» Source material

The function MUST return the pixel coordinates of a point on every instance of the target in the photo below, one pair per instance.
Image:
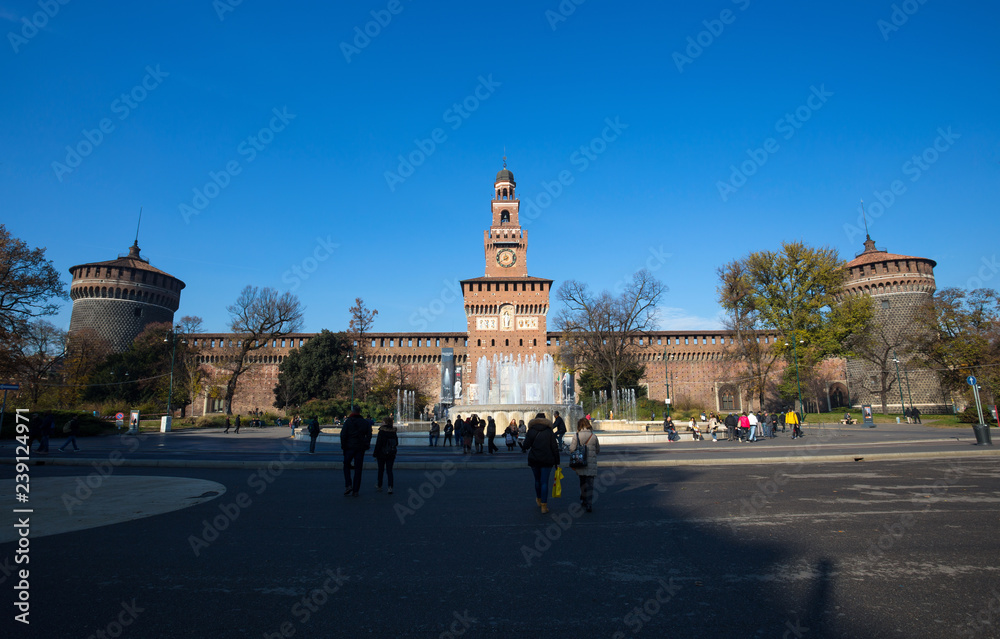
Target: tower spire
(869, 242)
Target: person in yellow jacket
(792, 419)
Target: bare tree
(599, 332)
(259, 316)
(748, 344)
(29, 284)
(38, 353)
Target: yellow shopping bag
(557, 483)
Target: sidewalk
(261, 447)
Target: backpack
(389, 447)
(578, 458)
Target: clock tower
(506, 308)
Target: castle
(507, 311)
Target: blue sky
(736, 125)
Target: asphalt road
(885, 549)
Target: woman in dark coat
(386, 445)
(543, 455)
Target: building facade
(899, 285)
(115, 300)
(507, 310)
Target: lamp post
(666, 380)
(172, 338)
(354, 362)
(902, 404)
(795, 354)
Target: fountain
(517, 388)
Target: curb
(655, 463)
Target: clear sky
(733, 126)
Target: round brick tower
(117, 299)
(899, 286)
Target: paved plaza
(791, 547)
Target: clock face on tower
(506, 258)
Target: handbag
(557, 484)
(578, 458)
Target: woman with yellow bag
(543, 455)
(583, 451)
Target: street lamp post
(795, 354)
(354, 362)
(666, 380)
(172, 338)
(902, 404)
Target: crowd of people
(748, 426)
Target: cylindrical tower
(899, 285)
(117, 299)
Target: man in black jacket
(355, 439)
(543, 454)
(560, 429)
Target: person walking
(543, 456)
(585, 437)
(73, 428)
(435, 432)
(560, 426)
(479, 432)
(792, 419)
(753, 422)
(744, 426)
(386, 445)
(355, 439)
(491, 433)
(313, 434)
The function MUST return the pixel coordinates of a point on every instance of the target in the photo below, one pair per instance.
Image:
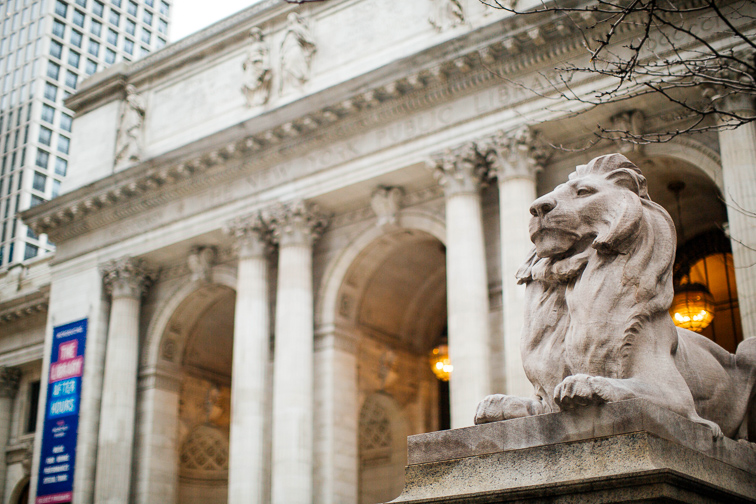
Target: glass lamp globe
(440, 362)
(692, 307)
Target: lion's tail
(745, 359)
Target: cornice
(455, 68)
(99, 88)
(24, 306)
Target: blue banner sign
(58, 458)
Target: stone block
(628, 451)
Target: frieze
(78, 212)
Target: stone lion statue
(597, 327)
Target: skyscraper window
(78, 18)
(61, 8)
(31, 49)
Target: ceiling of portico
(400, 285)
(209, 346)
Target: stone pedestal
(630, 451)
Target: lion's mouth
(557, 243)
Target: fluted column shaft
(125, 279)
(9, 379)
(460, 173)
(295, 227)
(336, 419)
(249, 380)
(738, 151)
(515, 159)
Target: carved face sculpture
(600, 207)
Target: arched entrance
(184, 402)
(393, 301)
(205, 403)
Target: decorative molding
(10, 378)
(461, 170)
(158, 181)
(251, 233)
(200, 262)
(297, 223)
(518, 154)
(127, 277)
(386, 203)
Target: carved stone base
(630, 451)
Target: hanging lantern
(440, 362)
(692, 307)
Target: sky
(190, 16)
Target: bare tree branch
(661, 48)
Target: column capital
(728, 98)
(127, 277)
(517, 154)
(297, 223)
(252, 235)
(461, 170)
(9, 381)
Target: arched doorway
(393, 299)
(205, 402)
(382, 444)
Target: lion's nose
(542, 206)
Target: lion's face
(592, 210)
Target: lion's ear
(525, 273)
(630, 180)
(618, 237)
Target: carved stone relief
(446, 14)
(129, 139)
(297, 50)
(386, 203)
(258, 74)
(200, 263)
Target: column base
(630, 451)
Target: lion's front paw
(578, 390)
(498, 407)
(716, 430)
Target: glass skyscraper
(47, 48)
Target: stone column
(738, 149)
(336, 418)
(461, 172)
(295, 227)
(515, 159)
(249, 378)
(156, 478)
(125, 280)
(9, 380)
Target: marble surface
(633, 450)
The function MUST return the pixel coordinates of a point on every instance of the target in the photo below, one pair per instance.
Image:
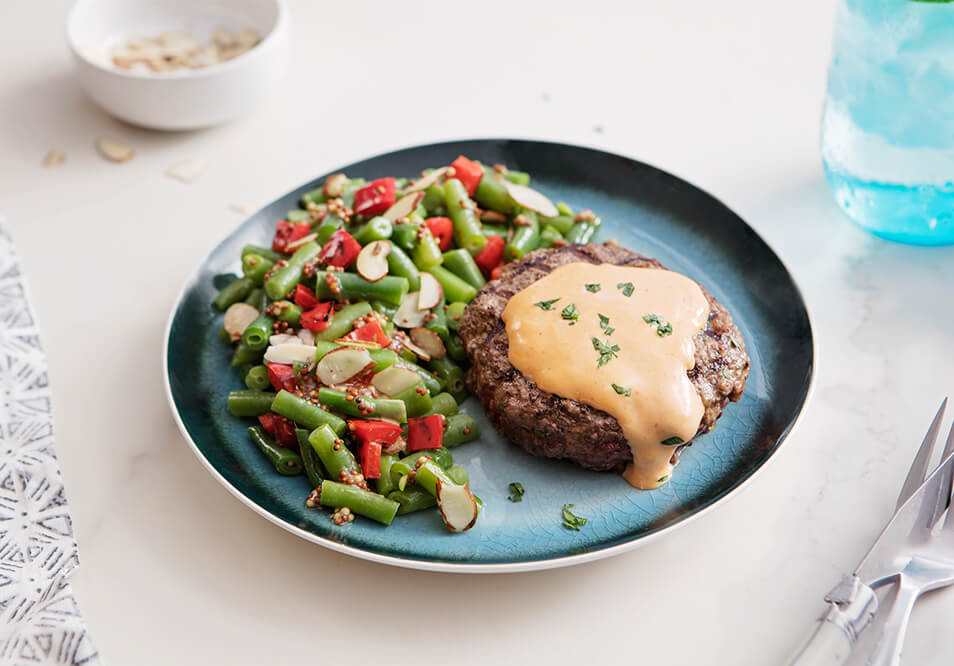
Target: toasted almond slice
(394, 379)
(531, 199)
(289, 353)
(409, 314)
(186, 171)
(431, 292)
(457, 506)
(114, 151)
(237, 319)
(424, 182)
(404, 206)
(341, 364)
(429, 341)
(372, 263)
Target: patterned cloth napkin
(40, 622)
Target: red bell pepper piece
(383, 432)
(280, 428)
(304, 297)
(490, 255)
(468, 173)
(442, 228)
(370, 455)
(426, 432)
(286, 232)
(281, 376)
(375, 197)
(370, 332)
(318, 318)
(340, 250)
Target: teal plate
(646, 210)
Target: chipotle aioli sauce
(652, 317)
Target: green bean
(267, 252)
(443, 403)
(416, 399)
(257, 378)
(306, 413)
(250, 403)
(412, 499)
(461, 263)
(460, 428)
(526, 237)
(255, 266)
(390, 289)
(234, 292)
(455, 289)
(362, 406)
(285, 461)
(362, 502)
(285, 278)
(256, 334)
(377, 228)
(400, 264)
(452, 375)
(343, 320)
(467, 232)
(314, 469)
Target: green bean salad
(345, 331)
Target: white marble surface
(725, 94)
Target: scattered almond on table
(170, 51)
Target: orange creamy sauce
(562, 358)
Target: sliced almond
(404, 206)
(429, 341)
(431, 292)
(457, 506)
(237, 319)
(424, 182)
(114, 151)
(394, 379)
(289, 353)
(372, 263)
(531, 199)
(341, 364)
(409, 314)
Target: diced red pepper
(370, 455)
(370, 332)
(383, 432)
(287, 232)
(468, 173)
(280, 428)
(374, 198)
(281, 376)
(304, 297)
(442, 228)
(426, 432)
(318, 318)
(340, 250)
(490, 255)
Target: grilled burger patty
(547, 425)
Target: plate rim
(492, 567)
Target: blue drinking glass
(888, 124)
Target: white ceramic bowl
(181, 99)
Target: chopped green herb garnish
(570, 312)
(570, 520)
(607, 353)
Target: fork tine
(922, 460)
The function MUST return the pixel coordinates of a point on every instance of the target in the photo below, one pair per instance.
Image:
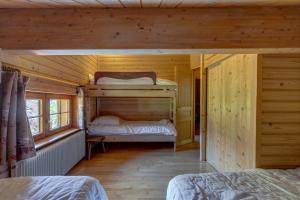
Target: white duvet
(248, 185)
(163, 127)
(134, 81)
(51, 188)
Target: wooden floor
(140, 171)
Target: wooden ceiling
(141, 3)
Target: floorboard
(137, 171)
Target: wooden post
(203, 110)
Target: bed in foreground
(249, 184)
(52, 188)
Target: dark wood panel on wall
(195, 28)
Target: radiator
(56, 159)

» What the exercise asks
An exact transcription is requested of each line from the one that holds "Target: blue drinking glass" to the end of the listing above, both boundary lines included; pictures are to be omitted.

» Exercise output
Target: blue drinking glass
(888, 124)
Target: white ceramic bowl
(181, 99)
Target: chopped green herb garnish
(570, 312)
(570, 520)
(607, 353)
Target: fork tine
(922, 460)
The function MUST return the pixel coordinates of a point on every instance of the target in the photo below, one pair per instance.
Image:
Target: white duvet
(248, 185)
(163, 127)
(134, 81)
(51, 188)
Target: wooden floor
(140, 171)
Target: wooden ceiling
(141, 3)
Target: floorboard
(137, 171)
Target: wooden post
(203, 110)
Target: bed in foreground
(249, 184)
(52, 188)
Target: dark wood panel on wall
(195, 28)
Target: radiator
(56, 159)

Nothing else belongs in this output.